# EXERCISE
In the data below, repeat the line containing "Where can the black rubber" and every following line exactly, up to and including the last line. Exclude pictures.

***** GIVEN RECORDS *****

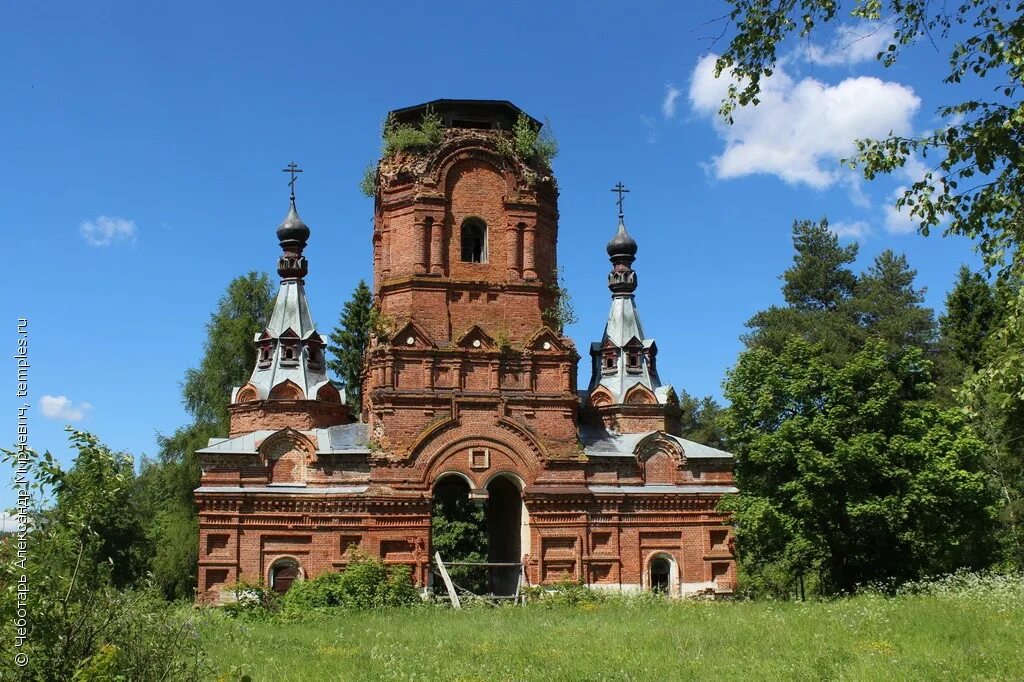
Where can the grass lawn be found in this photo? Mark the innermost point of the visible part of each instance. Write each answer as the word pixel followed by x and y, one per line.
pixel 954 637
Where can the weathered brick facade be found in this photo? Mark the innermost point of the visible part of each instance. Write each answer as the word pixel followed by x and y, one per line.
pixel 470 379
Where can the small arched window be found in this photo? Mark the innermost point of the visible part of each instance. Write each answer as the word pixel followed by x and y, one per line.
pixel 660 570
pixel 283 573
pixel 474 241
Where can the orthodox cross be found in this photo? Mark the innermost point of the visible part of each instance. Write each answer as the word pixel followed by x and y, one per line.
pixel 621 188
pixel 293 169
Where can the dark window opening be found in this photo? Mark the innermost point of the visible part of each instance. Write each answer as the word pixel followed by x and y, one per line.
pixel 474 242
pixel 283 574
pixel 659 571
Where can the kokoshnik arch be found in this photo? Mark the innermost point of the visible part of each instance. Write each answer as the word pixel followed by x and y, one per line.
pixel 473 390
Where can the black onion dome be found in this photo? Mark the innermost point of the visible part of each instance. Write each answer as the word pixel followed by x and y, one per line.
pixel 292 229
pixel 622 244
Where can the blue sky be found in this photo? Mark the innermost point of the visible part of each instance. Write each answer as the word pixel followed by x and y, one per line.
pixel 144 140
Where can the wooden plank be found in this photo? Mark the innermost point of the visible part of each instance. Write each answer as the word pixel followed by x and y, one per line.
pixel 453 595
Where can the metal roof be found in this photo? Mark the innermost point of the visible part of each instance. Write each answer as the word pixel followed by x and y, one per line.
pixel 492 109
pixel 284 489
pixel 599 442
pixel 662 489
pixel 341 439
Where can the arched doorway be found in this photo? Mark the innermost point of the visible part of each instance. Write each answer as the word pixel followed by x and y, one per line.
pixel 283 573
pixel 659 573
pixel 505 519
pixel 459 531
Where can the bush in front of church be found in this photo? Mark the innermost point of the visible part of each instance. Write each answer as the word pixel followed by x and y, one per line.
pixel 367 583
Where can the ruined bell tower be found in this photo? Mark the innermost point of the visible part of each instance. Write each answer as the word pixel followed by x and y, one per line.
pixel 465 279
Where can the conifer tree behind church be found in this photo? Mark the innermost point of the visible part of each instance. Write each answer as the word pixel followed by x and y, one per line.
pixel 349 340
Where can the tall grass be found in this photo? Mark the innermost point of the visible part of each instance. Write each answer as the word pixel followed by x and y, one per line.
pixel 956 631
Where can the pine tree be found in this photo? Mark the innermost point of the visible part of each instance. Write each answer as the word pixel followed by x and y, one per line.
pixel 819 279
pixel 165 485
pixel 971 316
pixel 852 474
pixel 891 308
pixel 229 353
pixel 818 288
pixel 701 420
pixel 349 341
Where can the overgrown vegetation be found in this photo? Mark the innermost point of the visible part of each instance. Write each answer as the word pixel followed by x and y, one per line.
pixel 529 142
pixel 163 495
pixel 85 623
pixel 853 467
pixel 418 137
pixel 368 181
pixel 562 312
pixel 910 635
pixel 349 340
pixel 366 583
pixel 459 533
pixel 972 186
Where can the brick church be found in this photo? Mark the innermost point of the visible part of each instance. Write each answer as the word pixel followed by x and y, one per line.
pixel 473 388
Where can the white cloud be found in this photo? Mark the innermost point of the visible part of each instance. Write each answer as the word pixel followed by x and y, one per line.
pixel 648 123
pixel 852 44
pixel 669 103
pixel 801 128
pixel 105 230
pixel 899 221
pixel 59 407
pixel 856 229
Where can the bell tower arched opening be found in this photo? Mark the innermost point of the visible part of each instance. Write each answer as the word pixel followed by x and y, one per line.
pixel 505 531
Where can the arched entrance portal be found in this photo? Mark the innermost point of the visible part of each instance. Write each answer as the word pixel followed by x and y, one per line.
pixel 283 573
pixel 468 526
pixel 459 531
pixel 505 516
pixel 662 574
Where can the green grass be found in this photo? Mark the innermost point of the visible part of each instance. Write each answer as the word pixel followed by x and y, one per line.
pixel 952 636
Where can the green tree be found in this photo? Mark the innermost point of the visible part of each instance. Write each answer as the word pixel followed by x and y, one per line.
pixel 349 340
pixel 891 308
pixel 819 278
pixel 817 288
pixel 228 354
pixel 971 316
pixel 165 485
pixel 701 420
pixel 82 543
pixel 975 185
pixel 851 474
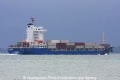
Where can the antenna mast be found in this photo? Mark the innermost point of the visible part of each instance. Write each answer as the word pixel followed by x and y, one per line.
pixel 103 38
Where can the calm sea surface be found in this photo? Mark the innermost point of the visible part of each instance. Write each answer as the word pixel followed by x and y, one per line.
pixel 60 67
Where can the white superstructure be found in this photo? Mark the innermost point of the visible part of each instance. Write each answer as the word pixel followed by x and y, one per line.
pixel 34 33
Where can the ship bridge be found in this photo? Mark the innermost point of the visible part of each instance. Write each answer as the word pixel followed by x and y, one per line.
pixel 34 33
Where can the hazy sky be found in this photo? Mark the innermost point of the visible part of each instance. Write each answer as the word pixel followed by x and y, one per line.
pixel 73 20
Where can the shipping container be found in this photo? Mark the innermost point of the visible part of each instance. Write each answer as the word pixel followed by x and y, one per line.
pixel 101 47
pixel 96 44
pixel 52 47
pixel 88 46
pixel 61 44
pixel 105 45
pixel 70 46
pixel 53 41
pixel 80 47
pixel 19 43
pixel 64 41
pixel 79 43
pixel 61 47
pixel 71 43
pixel 53 44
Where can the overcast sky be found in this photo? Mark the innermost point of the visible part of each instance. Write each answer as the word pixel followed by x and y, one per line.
pixel 73 20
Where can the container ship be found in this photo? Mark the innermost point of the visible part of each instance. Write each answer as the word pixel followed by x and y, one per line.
pixel 35 45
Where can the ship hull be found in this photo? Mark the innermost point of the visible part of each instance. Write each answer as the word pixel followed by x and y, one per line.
pixel 46 51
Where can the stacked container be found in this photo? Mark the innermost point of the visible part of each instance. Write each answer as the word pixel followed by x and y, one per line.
pixel 71 45
pixel 105 45
pixel 53 41
pixel 51 45
pixel 64 41
pixel 79 45
pixel 61 45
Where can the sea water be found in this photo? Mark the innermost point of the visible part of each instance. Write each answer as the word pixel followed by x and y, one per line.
pixel 60 67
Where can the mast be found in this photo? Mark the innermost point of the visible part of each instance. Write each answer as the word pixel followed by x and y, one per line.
pixel 33 20
pixel 103 38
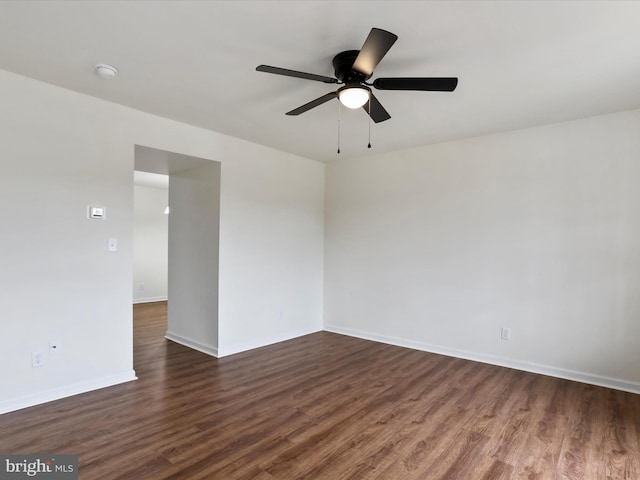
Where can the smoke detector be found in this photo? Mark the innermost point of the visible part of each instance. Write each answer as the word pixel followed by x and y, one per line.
pixel 106 71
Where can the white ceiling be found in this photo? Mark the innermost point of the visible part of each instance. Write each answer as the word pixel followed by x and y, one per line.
pixel 520 63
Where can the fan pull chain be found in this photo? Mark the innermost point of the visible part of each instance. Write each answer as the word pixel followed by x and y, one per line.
pixel 369 146
pixel 338 102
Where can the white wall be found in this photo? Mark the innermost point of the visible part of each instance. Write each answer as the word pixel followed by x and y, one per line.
pixel 536 230
pixel 150 241
pixel 194 230
pixel 62 151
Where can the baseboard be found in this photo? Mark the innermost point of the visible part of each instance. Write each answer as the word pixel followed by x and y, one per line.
pixel 263 342
pixel 583 377
pixel 65 391
pixel 188 342
pixel 149 300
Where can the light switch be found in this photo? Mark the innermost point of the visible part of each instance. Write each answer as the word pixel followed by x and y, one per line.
pixel 97 213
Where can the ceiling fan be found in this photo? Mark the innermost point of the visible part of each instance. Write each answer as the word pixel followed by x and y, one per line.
pixel 353 68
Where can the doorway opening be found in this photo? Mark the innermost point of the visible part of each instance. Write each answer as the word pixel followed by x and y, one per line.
pixel 192 241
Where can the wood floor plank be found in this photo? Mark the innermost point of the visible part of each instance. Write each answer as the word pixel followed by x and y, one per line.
pixel 331 407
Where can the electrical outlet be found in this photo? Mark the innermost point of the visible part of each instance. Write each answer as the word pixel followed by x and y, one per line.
pixel 505 334
pixel 37 359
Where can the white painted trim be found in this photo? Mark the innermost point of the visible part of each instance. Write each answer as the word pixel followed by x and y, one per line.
pixel 243 347
pixel 65 391
pixel 149 300
pixel 590 378
pixel 188 342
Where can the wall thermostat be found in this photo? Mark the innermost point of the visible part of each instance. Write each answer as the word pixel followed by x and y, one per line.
pixel 97 213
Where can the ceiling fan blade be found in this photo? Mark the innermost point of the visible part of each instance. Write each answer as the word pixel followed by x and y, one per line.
pixel 313 104
pixel 375 47
pixel 443 84
pixel 378 113
pixel 293 73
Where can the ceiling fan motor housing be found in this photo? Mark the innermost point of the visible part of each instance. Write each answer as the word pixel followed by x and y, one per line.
pixel 343 64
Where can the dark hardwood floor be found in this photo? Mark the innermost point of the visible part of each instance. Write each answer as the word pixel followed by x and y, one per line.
pixel 326 406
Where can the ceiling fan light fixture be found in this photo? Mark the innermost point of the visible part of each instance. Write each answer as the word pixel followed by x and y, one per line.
pixel 354 96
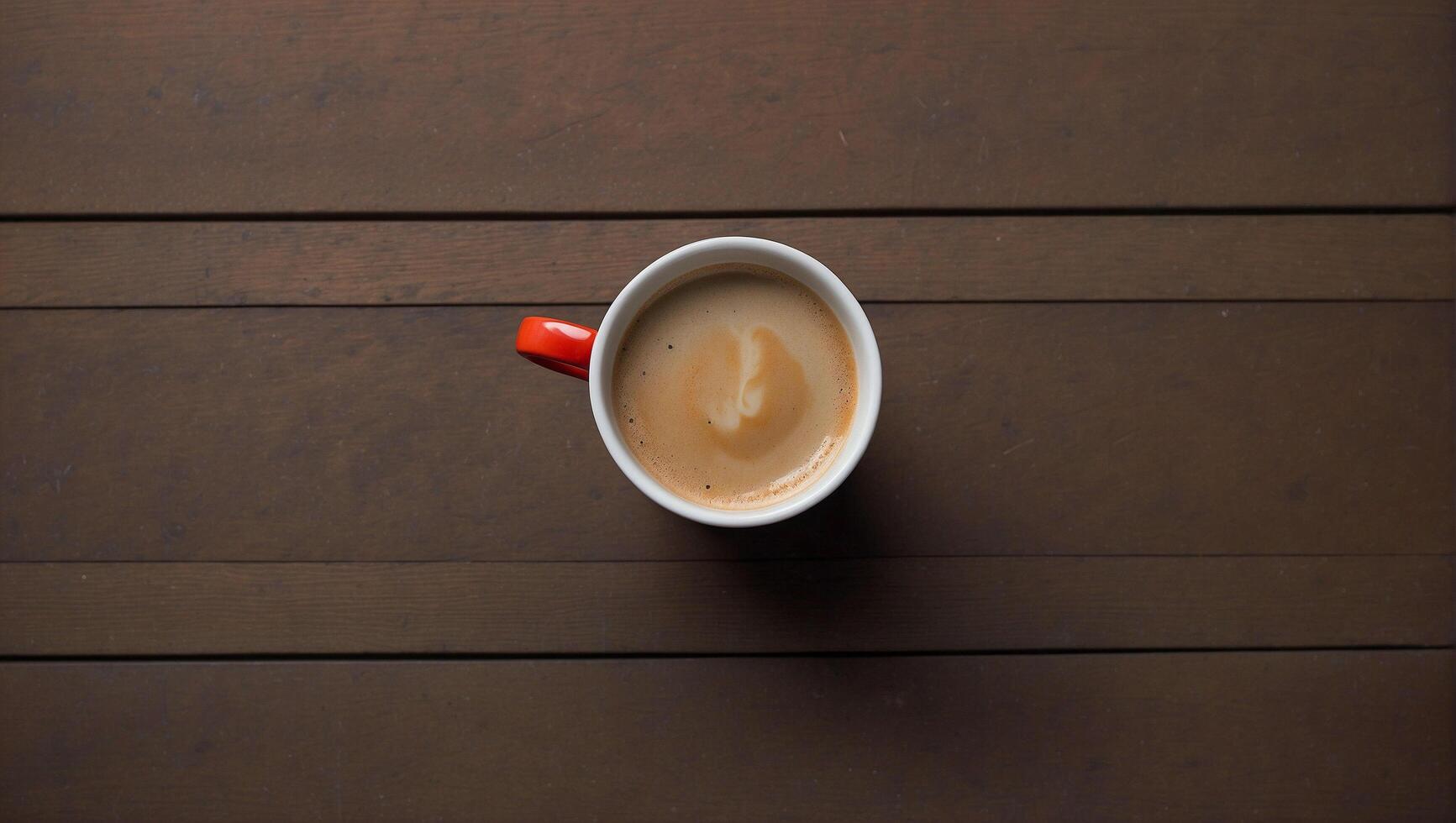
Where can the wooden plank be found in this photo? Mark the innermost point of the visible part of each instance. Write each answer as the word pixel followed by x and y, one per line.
pixel 286 105
pixel 733 606
pixel 1007 428
pixel 1281 736
pixel 1331 257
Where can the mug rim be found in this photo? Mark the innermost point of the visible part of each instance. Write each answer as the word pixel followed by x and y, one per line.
pixel 802 269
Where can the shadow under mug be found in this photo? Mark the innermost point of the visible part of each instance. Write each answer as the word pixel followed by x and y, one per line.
pixel 590 354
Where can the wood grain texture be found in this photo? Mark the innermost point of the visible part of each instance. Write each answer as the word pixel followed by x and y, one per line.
pixel 711 608
pixel 280 105
pixel 1281 736
pixel 1007 428
pixel 1332 257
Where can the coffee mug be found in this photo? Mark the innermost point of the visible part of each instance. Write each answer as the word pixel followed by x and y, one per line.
pixel 590 354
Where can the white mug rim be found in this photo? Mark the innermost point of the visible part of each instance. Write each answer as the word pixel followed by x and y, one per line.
pixel 792 263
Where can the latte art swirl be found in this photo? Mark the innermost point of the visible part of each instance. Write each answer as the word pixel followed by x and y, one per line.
pixel 749 389
pixel 734 386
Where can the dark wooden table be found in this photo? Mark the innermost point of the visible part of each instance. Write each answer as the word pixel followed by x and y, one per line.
pixel 1156 523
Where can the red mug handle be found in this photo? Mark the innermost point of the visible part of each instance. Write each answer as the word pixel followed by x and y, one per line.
pixel 556 344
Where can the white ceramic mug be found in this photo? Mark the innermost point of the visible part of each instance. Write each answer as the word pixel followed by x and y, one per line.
pixel 590 354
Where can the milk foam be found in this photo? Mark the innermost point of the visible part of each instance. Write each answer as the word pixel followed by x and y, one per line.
pixel 736 386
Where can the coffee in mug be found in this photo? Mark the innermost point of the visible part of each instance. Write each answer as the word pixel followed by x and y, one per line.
pixel 734 380
pixel 734 386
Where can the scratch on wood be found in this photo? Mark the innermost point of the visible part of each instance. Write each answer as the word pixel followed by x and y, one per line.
pixel 1018 446
pixel 561 128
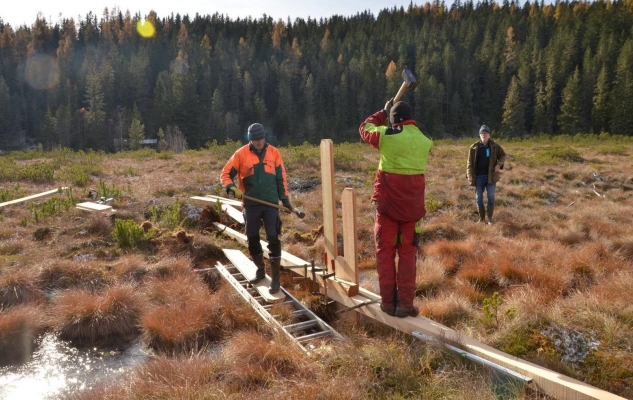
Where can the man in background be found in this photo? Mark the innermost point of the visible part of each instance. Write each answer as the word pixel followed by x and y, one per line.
pixel 260 174
pixel 399 199
pixel 483 171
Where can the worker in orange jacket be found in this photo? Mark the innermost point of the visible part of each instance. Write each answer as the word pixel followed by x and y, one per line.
pixel 260 174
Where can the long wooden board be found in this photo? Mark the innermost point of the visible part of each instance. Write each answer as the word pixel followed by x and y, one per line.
pixel 35 196
pixel 329 199
pixel 287 259
pixel 348 270
pixel 232 202
pixel 248 269
pixel 88 206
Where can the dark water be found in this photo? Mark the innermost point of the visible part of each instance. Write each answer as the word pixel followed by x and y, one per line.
pixel 57 369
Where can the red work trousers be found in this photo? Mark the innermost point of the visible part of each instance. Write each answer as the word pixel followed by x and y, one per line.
pixel 397 285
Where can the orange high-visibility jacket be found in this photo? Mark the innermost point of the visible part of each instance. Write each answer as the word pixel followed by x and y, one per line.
pixel 262 176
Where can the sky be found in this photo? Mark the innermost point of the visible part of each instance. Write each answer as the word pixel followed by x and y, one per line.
pixel 16 13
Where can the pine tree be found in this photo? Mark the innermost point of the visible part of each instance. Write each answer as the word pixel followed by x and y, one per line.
pixel 600 114
pixel 513 122
pixel 570 119
pixel 136 134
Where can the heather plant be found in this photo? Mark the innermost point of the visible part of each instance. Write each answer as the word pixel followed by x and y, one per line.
pixel 128 234
pixel 168 217
pixel 8 194
pixel 491 306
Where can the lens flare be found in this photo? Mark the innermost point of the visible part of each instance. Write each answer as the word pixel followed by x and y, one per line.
pixel 41 72
pixel 145 28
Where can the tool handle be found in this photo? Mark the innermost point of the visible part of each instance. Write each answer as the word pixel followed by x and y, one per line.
pixel 403 88
pixel 295 211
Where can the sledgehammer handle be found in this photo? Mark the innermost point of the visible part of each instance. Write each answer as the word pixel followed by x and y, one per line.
pixel 403 88
pixel 295 211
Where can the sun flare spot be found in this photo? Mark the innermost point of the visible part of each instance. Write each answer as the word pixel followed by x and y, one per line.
pixel 145 28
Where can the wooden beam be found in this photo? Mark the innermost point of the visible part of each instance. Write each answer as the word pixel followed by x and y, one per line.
pixel 329 199
pixel 35 196
pixel 550 382
pixel 349 270
pixel 287 259
pixel 226 200
pixel 248 269
pixel 92 207
pixel 226 207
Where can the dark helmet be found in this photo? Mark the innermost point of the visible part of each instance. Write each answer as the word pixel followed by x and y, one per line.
pixel 256 132
pixel 400 111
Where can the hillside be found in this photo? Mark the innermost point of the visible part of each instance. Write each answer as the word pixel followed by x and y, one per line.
pixel 560 257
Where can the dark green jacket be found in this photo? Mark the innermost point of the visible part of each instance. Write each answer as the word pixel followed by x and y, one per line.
pixel 497 156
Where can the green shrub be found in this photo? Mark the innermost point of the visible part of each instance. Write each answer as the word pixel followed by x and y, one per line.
pixel 128 234
pixel 167 217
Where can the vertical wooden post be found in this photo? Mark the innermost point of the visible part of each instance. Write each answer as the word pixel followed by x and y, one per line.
pixel 329 199
pixel 348 271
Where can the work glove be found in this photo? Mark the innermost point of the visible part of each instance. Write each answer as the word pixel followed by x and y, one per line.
pixel 417 234
pixel 388 106
pixel 235 190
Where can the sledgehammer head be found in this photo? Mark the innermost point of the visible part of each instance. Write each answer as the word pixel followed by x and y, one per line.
pixel 409 79
pixel 299 213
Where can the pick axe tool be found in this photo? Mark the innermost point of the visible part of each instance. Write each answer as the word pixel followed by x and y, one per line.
pixel 299 213
pixel 409 83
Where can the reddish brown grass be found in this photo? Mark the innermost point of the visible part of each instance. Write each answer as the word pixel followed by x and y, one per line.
pixel 63 274
pixel 19 326
pixel 255 361
pixel 195 377
pixel 184 316
pixel 19 286
pixel 88 318
pixel 447 309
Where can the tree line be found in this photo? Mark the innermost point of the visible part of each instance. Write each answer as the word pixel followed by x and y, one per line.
pixel 522 69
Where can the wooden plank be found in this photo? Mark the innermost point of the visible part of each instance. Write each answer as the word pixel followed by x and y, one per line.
pixel 88 206
pixel 248 269
pixel 550 382
pixel 227 207
pixel 226 200
pixel 329 199
pixel 35 196
pixel 287 259
pixel 349 270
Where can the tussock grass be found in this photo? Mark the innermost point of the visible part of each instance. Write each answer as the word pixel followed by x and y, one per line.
pixel 18 287
pixel 254 361
pixel 558 254
pixel 64 274
pixel 87 318
pixel 450 254
pixel 448 309
pixel 19 327
pixel 430 276
pixel 171 266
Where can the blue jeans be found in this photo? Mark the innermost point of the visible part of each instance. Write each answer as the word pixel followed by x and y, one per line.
pixel 481 183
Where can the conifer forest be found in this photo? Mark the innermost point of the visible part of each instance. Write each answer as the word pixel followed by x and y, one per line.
pixel 523 69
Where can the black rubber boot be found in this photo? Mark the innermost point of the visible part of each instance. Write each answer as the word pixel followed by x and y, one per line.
pixel 261 268
pixel 491 210
pixel 275 264
pixel 482 214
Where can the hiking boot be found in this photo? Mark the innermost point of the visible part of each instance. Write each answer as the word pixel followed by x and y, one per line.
pixel 388 309
pixel 275 265
pixel 403 312
pixel 491 210
pixel 261 268
pixel 482 214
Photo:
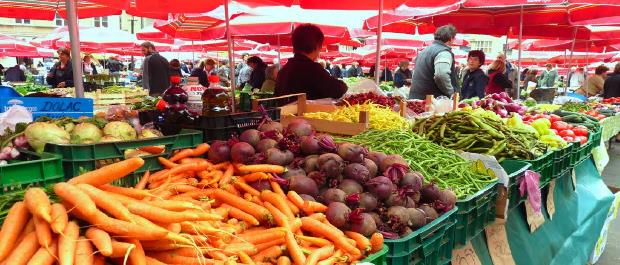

*****

# ANSWER TO THIS EXERCISE
Where can the black rubber boot be found in this photo? Mark the innermost point of the visible part of each instance. Write each answer as the word pixel followed by x and y, one per line.
pixel 261 268
pixel 491 210
pixel 275 264
pixel 482 214
Where can the hiking boot be found in this photo? Mark the innermost point of the visible part of each instance. Write each answer as the word pixel followed by x and y, one per line.
pixel 388 309
pixel 275 265
pixel 403 312
pixel 491 210
pixel 261 268
pixel 482 214
Photo:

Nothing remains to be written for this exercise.